=== AVAILABLE DATA ===

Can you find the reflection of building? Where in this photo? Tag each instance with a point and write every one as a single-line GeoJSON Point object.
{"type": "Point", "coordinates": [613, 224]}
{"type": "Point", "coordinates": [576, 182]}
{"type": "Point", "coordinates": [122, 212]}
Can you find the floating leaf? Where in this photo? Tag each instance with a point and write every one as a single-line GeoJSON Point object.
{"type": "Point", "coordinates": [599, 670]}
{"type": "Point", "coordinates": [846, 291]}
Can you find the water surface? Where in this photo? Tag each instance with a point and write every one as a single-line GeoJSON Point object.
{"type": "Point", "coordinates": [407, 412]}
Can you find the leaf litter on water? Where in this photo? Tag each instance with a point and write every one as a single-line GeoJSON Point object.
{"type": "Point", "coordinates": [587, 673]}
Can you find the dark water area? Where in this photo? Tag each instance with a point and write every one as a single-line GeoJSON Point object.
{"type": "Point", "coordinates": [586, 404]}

===

▶ _REQUIRED WORK_:
Set down, exactly as they appear, the line holding "Can you find the water" and every line after it until the records end.

▶ _SOLUTION TO THIS TASK_:
Can you find the water surface? Where in this photo? Tag each instance with a point and write every one as a single-line GeoJSON Point object.
{"type": "Point", "coordinates": [407, 412]}
Can you find the leaf litter on water? Where in this photo? Tag each instance with a point and write every one as a single-line GeoJSON Point object.
{"type": "Point", "coordinates": [587, 673]}
Can you find the dark water area? Where in this photo? Tag each instance with a point and write every one as a single-line GeoJSON Point object.
{"type": "Point", "coordinates": [586, 404]}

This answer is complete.